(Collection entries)
·····

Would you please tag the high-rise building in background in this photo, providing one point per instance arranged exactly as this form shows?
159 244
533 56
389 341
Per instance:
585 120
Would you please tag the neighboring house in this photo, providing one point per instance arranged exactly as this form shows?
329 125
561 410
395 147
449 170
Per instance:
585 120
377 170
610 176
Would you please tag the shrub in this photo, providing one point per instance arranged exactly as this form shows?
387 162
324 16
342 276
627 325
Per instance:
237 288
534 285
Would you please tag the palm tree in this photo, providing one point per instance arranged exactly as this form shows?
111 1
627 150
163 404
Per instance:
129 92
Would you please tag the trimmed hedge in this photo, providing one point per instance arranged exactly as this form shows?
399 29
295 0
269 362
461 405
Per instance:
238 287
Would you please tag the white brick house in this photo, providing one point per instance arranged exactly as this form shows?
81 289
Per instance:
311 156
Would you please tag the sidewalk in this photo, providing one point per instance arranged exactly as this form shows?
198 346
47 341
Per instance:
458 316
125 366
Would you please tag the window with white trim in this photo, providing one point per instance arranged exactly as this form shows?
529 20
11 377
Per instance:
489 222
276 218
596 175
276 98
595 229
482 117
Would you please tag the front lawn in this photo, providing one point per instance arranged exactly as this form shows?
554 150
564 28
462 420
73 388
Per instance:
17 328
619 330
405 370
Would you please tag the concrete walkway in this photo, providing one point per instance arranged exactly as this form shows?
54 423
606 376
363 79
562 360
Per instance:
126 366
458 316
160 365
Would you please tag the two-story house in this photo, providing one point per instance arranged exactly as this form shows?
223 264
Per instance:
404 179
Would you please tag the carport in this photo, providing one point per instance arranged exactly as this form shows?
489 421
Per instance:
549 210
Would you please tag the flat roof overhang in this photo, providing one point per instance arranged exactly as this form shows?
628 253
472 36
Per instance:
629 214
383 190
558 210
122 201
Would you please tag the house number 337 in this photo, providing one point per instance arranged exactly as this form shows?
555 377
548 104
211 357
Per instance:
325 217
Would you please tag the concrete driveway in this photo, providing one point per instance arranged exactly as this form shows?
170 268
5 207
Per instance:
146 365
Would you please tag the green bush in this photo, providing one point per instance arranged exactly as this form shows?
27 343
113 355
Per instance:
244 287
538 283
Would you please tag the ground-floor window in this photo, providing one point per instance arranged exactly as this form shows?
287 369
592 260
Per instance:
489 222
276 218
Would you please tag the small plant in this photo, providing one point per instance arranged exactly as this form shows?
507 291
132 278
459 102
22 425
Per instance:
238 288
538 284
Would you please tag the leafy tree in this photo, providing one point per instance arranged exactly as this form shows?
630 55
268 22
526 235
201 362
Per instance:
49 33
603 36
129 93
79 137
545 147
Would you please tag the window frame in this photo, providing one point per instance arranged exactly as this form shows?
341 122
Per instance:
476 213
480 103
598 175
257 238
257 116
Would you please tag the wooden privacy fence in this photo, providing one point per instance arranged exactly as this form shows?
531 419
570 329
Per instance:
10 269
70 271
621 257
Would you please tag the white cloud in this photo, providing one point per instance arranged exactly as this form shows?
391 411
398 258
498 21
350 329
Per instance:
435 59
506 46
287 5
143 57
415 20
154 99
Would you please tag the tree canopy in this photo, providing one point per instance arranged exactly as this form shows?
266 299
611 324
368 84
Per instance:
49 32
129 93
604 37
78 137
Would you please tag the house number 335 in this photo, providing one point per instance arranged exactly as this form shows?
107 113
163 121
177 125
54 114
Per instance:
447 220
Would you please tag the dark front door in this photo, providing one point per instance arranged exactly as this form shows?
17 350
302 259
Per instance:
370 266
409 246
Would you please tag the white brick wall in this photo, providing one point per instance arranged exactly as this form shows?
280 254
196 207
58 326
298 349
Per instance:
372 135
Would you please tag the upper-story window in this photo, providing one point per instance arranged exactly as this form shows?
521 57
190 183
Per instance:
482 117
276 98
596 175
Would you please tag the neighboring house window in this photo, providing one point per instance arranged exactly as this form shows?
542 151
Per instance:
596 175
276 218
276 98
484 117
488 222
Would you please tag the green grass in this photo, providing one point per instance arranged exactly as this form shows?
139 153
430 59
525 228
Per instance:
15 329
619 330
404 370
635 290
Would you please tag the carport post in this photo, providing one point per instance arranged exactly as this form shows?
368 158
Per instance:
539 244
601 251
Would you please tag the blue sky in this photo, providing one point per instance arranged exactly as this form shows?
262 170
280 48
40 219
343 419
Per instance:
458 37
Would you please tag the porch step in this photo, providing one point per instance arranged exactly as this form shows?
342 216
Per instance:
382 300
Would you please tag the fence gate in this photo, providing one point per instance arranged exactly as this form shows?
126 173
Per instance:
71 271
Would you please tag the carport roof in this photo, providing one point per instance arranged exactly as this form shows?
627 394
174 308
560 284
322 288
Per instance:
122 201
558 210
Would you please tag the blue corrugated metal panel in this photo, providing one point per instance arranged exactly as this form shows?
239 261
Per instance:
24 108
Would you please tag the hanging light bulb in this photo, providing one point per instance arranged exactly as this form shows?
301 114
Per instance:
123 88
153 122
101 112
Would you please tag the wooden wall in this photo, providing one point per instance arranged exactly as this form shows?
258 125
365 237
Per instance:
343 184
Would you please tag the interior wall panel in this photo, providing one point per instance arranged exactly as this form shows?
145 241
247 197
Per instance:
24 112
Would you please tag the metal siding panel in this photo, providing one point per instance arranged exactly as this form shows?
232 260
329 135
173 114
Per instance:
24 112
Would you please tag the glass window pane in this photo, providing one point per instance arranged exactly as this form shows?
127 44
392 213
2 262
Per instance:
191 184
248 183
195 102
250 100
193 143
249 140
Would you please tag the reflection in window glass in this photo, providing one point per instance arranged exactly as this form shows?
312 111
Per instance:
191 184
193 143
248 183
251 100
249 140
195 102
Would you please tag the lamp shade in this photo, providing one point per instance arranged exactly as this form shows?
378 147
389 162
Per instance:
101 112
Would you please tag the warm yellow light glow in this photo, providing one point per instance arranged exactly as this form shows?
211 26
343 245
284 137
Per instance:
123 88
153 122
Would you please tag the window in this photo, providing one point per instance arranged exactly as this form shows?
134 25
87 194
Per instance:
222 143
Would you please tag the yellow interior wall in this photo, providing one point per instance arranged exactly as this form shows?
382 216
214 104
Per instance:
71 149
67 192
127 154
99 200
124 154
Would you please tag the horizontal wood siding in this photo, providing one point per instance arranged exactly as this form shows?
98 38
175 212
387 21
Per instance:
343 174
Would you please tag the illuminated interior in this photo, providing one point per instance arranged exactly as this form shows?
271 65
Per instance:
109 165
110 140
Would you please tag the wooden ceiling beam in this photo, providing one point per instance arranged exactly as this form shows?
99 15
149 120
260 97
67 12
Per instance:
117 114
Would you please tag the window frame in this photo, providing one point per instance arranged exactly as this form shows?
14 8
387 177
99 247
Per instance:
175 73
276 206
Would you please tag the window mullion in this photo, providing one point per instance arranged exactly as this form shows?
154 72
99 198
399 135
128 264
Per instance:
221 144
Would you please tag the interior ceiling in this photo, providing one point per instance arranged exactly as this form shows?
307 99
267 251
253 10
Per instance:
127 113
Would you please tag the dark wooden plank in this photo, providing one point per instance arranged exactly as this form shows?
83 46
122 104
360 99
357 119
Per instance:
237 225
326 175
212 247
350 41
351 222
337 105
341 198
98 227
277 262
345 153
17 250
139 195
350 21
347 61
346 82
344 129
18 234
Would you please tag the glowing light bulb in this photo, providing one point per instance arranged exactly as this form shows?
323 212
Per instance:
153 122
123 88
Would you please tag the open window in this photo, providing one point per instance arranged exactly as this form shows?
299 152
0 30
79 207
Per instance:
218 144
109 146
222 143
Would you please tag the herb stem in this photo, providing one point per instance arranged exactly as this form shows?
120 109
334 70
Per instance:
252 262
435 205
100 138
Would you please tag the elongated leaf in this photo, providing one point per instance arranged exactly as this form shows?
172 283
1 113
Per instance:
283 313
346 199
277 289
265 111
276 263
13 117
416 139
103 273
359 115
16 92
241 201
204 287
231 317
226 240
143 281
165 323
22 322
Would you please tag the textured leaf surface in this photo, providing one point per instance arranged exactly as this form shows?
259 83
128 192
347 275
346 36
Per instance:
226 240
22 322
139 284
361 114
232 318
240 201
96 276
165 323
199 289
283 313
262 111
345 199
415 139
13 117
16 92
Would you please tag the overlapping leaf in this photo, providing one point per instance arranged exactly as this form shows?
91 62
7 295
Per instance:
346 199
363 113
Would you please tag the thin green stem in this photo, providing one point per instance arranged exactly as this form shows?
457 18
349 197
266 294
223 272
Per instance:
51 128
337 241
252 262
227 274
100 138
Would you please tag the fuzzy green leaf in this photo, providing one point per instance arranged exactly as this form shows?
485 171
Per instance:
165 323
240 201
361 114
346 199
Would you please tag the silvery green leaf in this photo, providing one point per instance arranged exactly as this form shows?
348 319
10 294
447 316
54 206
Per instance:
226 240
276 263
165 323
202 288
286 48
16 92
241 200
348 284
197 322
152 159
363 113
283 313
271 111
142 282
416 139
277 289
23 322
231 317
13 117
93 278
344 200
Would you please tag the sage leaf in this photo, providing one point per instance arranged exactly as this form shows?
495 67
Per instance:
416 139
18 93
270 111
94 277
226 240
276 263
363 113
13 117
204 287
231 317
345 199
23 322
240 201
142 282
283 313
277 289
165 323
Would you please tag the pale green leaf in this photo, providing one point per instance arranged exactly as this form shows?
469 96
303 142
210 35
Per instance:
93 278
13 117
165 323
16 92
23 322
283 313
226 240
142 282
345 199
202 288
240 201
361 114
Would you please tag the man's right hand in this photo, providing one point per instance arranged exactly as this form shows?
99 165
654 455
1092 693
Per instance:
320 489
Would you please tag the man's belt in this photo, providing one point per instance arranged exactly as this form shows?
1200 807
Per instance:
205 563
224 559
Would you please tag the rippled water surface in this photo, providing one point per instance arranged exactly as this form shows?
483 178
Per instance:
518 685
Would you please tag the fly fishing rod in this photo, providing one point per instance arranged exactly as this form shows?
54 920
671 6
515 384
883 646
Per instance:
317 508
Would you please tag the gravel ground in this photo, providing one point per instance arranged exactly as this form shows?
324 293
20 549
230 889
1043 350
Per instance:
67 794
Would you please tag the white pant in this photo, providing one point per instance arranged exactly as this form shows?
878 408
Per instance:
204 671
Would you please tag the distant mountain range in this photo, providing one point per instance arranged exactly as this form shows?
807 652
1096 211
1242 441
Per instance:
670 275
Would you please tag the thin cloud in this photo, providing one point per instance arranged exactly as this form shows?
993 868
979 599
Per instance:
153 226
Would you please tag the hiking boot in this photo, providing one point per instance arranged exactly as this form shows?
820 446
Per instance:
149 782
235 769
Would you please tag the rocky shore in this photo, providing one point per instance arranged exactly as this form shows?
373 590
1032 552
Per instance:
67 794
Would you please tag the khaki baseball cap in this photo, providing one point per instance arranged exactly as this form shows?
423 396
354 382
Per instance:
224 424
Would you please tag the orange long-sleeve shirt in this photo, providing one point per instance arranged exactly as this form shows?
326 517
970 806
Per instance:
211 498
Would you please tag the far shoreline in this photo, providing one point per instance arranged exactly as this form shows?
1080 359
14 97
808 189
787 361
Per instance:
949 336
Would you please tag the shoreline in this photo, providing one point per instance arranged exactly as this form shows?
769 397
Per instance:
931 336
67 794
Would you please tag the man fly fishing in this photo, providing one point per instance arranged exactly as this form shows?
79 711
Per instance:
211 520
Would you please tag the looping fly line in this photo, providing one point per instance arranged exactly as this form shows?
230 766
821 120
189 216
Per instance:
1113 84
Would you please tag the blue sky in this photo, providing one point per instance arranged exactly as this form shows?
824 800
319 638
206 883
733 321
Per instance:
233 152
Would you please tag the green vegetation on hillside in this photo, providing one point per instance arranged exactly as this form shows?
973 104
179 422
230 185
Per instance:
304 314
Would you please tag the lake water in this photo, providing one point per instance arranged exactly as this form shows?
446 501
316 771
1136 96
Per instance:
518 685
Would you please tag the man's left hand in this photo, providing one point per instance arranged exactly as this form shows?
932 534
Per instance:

·····

## Work task
Say how many lines in the data hold the string "brick", and write nothing else.

## Answer space
2